# Work to be completed
Convert the lines below into a Markdown table with two columns, Row and Line. Put a row number in the first column and each line in the second, and leave out any blank lines.

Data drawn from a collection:
— begin —

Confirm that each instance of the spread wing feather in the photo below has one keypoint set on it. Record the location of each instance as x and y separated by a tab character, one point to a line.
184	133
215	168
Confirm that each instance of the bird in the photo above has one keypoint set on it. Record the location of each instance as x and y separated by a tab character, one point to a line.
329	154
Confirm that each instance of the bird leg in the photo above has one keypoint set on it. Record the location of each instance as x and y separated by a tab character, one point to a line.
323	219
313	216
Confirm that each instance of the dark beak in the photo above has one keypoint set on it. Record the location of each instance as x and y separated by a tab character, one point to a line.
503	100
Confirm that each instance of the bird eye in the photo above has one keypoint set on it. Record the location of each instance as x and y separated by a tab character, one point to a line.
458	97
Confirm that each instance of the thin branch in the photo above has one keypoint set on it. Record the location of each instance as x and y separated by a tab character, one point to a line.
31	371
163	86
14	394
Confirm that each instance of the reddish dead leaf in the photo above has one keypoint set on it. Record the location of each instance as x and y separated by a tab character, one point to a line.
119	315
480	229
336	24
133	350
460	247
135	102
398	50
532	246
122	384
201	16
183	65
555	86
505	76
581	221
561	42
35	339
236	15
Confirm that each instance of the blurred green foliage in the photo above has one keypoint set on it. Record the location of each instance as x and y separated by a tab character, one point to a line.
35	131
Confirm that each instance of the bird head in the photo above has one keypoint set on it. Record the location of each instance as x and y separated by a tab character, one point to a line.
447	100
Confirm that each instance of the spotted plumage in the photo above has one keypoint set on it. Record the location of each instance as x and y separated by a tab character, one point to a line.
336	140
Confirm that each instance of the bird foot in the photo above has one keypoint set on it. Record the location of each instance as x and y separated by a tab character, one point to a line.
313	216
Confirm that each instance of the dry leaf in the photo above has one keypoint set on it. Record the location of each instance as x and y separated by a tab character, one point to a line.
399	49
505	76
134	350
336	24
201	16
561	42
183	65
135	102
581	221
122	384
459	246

— end —

# Task answer
| Row | Line |
|---|---|
| 1 | Confirm that each instance of the spread wing feather in the photo below has one keypoint set on it. Record the location of each instance as x and y separated by a tab character, one point to a line. |
| 2 | 184	133 |
| 3 | 215	168 |
| 4 | Confirm that each instance of the bird in the photo above has one keypoint set on it. Record the location of each instance as x and y separated by a tab character, one point to a line. |
| 5 | 329	154 |
| 6 | Confirm that each instance of the bird leg in the photo above has one keypoint set on it. Record the location of each instance as x and y separated by a tab character, one point to a line. |
| 7 | 323	219 |
| 8 | 313	216 |
| 9 | Confirm that each instance of the dark beak in the photo above has one keypoint set on it. Record the location of each instance as x and y separated by a tab character, one point to a line. |
| 10 | 503	100 |
| 11 | Confirm that each instance of the bird eye in the photo above has one keypoint set on it. Record the location of each instance as x and y separated by a tab character, one point to a line. |
| 12 | 458	97 |
| 13 | Confirm that each instance of the thin branch in the photo above has one keypoint set on it. Record the location of each instance as x and y separated by a tab character, one point to a line. |
| 14 | 31	371 |
| 15 | 163	86 |
| 16 | 14	394 |
| 17 | Confirm that each instance of the reddish dead leaf in the photo above has one keypoint set on it. Record the location of each instance as x and y separated by a tab character, one point to a line. |
| 18 | 119	315 |
| 19 | 480	229 |
| 20 | 336	24 |
| 21 | 133	350 |
| 22 | 460	247 |
| 23 | 135	102 |
| 24 | 398	50 |
| 25 | 532	246 |
| 26 | 122	384 |
| 27 | 201	16 |
| 28 | 183	65 |
| 29 | 555	86 |
| 30 | 505	76 |
| 31 | 581	221 |
| 32 | 561	42 |
| 33 | 35	339 |
| 34 | 236	15 |
| 35 | Confirm that each instance of the blurred green foliage in the photo above has one keypoint set on it. Record the location of each instance as x and y separated by a tab character, one point to a line. |
| 36 | 35	131 |
| 37 | Confirm that each instance of the bird head in the photo above has one keypoint set on it. Record the location of each instance as x and y separated by a tab character, one point to a line. |
| 38 | 447	100 |
| 39 | Confirm that each instance of the spotted plumage in the photo above has one keypoint set on it. Record the location of each instance as x and y separated by a tab character, one point to a line. |
| 40 | 336	140 |
| 41 | Confirm that each instance of the bird foot in the photo above has one keypoint set on it. Record the location of each instance as x and y separated by a tab character, one point to a line. |
| 42 | 313	216 |
| 43 | Confirm that each instance of the dry leaf in the photo above has one keypoint set on it. Record the location of each instance as x and y separated by a tab character, one point to a line. |
| 44 | 399	49 |
| 45 | 505	76 |
| 46 | 134	350 |
| 47 | 336	24 |
| 48 | 201	16 |
| 49 | 561	42 |
| 50 | 183	65 |
| 51 | 135	102 |
| 52 | 581	221 |
| 53 | 122	384 |
| 54 | 459	246 |